**Provided passage**
++++++++++++++++++++

Looking to veggify your summer? Former food editor of True Love, chef Mokgadi Itsweng, has just the summery veggie treats for you.
And here you thought that plant-based foods cost an arm and a leg.
Itsweng tells Health For Mzansi, “The idea that healthy food is expensive, is what holds us back from eating well. I try debunk that myth by showcasing recipes that are accessible and affordable in the South African context.”
Itsweng is also an avid gardener and celebrates her love for gardening making delicious recipes with her bountiful harvests of indigenous and often forgotten ingredients.
“Indigenous ingredients like Sorghum, wild food like Thepe [Amaranth], show the versatility of our South African ingredients and food.”
You can get versatile this summer with Mokgadi’s mighty sorghum salad and imphepo smoked cauliflower.

++++++++++++++++++++

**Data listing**
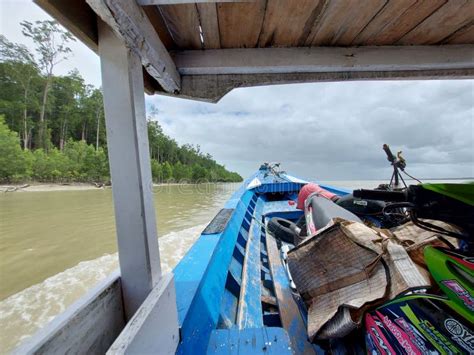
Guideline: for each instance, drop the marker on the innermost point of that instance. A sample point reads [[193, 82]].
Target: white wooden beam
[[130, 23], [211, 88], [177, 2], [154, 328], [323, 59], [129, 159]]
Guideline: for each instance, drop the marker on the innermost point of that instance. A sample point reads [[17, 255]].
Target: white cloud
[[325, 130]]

++++++++++++++++++++

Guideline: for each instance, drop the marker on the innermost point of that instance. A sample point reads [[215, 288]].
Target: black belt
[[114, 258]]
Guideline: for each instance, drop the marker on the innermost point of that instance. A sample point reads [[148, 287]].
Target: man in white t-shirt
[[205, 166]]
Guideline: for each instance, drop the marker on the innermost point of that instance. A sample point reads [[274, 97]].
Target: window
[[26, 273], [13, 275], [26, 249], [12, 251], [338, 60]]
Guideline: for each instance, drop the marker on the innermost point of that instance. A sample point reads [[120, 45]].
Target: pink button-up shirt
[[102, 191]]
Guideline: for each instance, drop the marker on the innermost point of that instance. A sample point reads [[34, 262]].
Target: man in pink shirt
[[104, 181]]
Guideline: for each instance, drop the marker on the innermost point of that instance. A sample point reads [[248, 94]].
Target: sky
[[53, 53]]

++++++++++++++++++++

**Written tasks**
1. Based on the article about Mokgadi Itsweng, do these statements agree with it? (a) Itsweng once worked as food editor of True Love. (b) Itsweng holds that healthy food is too costly for most South Africans. (c) Thepe is given as another name for amaranth. For each, answer yes or no and quote the deciding words.
2. Render this sentence from the article about Mokgadi Itsweng in Spanish: "You can get versatile this summer with Mokgadi’s mighty sorghum salad and imphepo smoked cauliflower."
3. Please pick up the article about Mokgadi Itsweng after its final sentence and carry it on.

**Responses to the exercise**
1.
(a) Yes: "Former food editor of True Love, chef Mokgadi Itsweng"
(b) No: "The idea that healthy food is expensive, is what holds us back from eating well."
(c) Yes: "wild food like Thepe [Amaranth]"

2. Este verano puedes ser versátil con la poderosa ensalada de sorgo y la coliflor ahumada con imphepo de Mokgadi.

3.
Mighty sorghum salad
Let sorghum be the hero. This salad aims to pack as many veggies onto your plate as possible. Itsweng tops with pomegranate seeds or even dried fruit like raisins or cranberries, or cheese and avocado for a good fatty punch.
INGREDIENTS
2 cups (500 ml) sorghum grain
8 carrots, sliced in half lengthways
2 whole sweetcorn, cut into ribs
3 baby marrows, sliced lengthways
200 g broccoli, cut into steaks Handful of coriander, chopped
Handful of mint, chopped
Handful of Italian parsley, chopped
½ cup (125 ml) pomegranate seeds
2 tablespoons (30 ml) Pickled onions (page 40)
Dressing
1 cup (250 ml) lemon juice
¼ cup (60 ml) olive oil
Salt and pepper to taste
½ teaspoon (2.5 ml) cumin
1 teaspoon (5 ml) honey
1 teaspoon (5 ml) crushed garlic 1 teaspoon (5 ml) ginger, grated
METHOD
1. Preheat the oven to 200 °C.
2. Cook the sorghum according to the packet instructions and leave to cool.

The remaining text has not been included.